■ ENTRIES SUPPLIED ■
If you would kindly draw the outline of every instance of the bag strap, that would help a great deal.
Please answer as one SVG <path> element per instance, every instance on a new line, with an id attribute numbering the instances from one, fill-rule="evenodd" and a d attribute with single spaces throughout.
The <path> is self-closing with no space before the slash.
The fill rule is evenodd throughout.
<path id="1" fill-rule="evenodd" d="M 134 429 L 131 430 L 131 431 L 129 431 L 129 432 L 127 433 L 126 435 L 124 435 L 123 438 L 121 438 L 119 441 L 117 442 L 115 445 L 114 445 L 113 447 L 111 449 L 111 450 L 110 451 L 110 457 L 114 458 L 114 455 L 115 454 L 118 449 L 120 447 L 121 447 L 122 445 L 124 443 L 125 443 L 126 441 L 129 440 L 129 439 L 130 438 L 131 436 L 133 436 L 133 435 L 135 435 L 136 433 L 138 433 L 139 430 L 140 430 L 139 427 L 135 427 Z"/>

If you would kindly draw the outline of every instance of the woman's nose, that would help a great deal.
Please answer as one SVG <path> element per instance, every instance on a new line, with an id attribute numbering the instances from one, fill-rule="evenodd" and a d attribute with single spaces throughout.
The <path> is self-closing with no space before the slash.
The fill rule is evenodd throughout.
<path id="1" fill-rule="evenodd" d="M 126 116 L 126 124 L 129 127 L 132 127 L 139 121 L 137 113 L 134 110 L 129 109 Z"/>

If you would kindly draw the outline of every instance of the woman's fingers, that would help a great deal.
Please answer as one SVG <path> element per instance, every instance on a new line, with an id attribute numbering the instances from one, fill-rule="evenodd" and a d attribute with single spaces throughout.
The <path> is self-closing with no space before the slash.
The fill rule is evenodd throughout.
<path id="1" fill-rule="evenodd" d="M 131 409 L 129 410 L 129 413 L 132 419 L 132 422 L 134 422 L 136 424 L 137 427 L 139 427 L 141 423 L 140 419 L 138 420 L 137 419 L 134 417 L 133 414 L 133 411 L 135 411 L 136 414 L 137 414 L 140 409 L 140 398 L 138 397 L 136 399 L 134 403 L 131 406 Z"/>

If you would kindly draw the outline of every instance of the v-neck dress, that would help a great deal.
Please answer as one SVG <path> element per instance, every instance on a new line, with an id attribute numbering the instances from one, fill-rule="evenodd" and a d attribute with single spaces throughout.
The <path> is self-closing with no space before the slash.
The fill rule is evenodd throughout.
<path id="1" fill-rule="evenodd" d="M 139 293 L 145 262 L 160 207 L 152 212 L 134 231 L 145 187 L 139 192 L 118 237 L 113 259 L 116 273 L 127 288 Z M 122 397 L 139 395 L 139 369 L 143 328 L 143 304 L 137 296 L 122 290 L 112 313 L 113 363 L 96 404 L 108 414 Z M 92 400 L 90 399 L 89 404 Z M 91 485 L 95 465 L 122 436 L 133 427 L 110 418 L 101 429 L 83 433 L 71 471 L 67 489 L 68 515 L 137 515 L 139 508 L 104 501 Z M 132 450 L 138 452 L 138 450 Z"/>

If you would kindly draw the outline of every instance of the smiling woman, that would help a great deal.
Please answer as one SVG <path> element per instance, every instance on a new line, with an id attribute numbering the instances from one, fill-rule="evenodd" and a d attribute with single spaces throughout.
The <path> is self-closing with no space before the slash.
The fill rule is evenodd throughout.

■ EXERCISE OBJECTIVE ■
Write out all the records above again, changing every "a great deal" to "a lot" and leaving everything else as it is.

■ CORRECT OUTPUT ■
If you would kindly draw the outline of every instance of the bag strap, that would help a lot.
Please answer as one SVG <path> element per instance, every instance on a new line, with an id attribute numbering the instances from one, fill-rule="evenodd" and a d attribute with single spaces throughout.
The <path> is self-closing with no space before the slash.
The fill rule is evenodd throughout.
<path id="1" fill-rule="evenodd" d="M 134 429 L 131 430 L 131 431 L 129 431 L 129 432 L 127 433 L 126 435 L 124 435 L 123 438 L 121 438 L 119 441 L 117 442 L 115 445 L 114 445 L 113 447 L 111 449 L 111 450 L 110 451 L 110 457 L 114 458 L 114 455 L 115 454 L 118 449 L 120 447 L 121 447 L 122 445 L 124 443 L 125 443 L 126 441 L 129 440 L 129 439 L 130 438 L 131 436 L 133 436 L 133 435 L 135 435 L 136 433 L 138 433 L 139 430 L 140 430 L 139 427 L 135 427 Z"/>

If you would kindly draw the outline of every instance of the woman's nose, that would help a lot.
Please answer as one SVG <path> element per instance, every instance on a new line, with an id attribute numbering the instances from one, fill-rule="evenodd" and a d attribute with single spaces throughout.
The <path> is self-closing with no space before the slash.
The fill rule is evenodd throughout.
<path id="1" fill-rule="evenodd" d="M 126 116 L 126 124 L 129 127 L 132 127 L 139 121 L 137 113 L 134 110 L 129 109 Z"/>

If you would kindly draw the outline of every instance of the woman's fingers, that would help a lot.
Please answer as one SVG <path> element per instance, every instance on a new line, with an id attribute numbering the instances from one, fill-rule="evenodd" and a d attribute with single spaces throughout.
The <path> is self-closing with no space before the slash.
The fill rule is evenodd throughout.
<path id="1" fill-rule="evenodd" d="M 131 409 L 129 410 L 129 413 L 132 419 L 132 422 L 134 422 L 136 424 L 137 427 L 139 427 L 141 423 L 140 419 L 138 420 L 137 419 L 134 417 L 133 414 L 133 411 L 135 411 L 136 414 L 137 414 L 140 409 L 140 398 L 138 397 L 136 399 L 134 403 L 131 406 Z"/>

If you would kindly draw the outline of every instance of the v-neck dress, that would help a lot.
Please answer as one SVG <path> element per instance, every instance on a new line, with an id attribute numbering the instances from one, fill-rule="evenodd" and a d attribute with single spaces throughout.
The <path> is self-closing with no space before the slash.
The fill rule is evenodd throughout.
<path id="1" fill-rule="evenodd" d="M 139 293 L 145 262 L 160 207 L 152 212 L 134 231 L 145 187 L 139 192 L 118 237 L 113 259 L 116 273 L 127 288 Z M 122 397 L 139 395 L 139 369 L 143 328 L 143 304 L 137 296 L 122 290 L 112 313 L 113 363 L 96 404 L 108 414 Z M 92 400 L 90 399 L 89 404 Z M 91 485 L 95 465 L 122 436 L 133 427 L 110 418 L 101 429 L 83 433 L 71 471 L 67 489 L 68 515 L 137 515 L 139 508 L 104 501 Z M 132 450 L 138 452 L 138 450 Z"/>

If you would kindly draw the outline of every instance of the smiling woman, that would help a lot.
Please answer as one SVG <path> element per instance, every instance on a new line, with an id attribute numbering the instances from one, fill-rule="evenodd" and a d attribute with single spaces throughout.
The <path> is self-closing with no space before the slash.
The fill rule is evenodd throughout.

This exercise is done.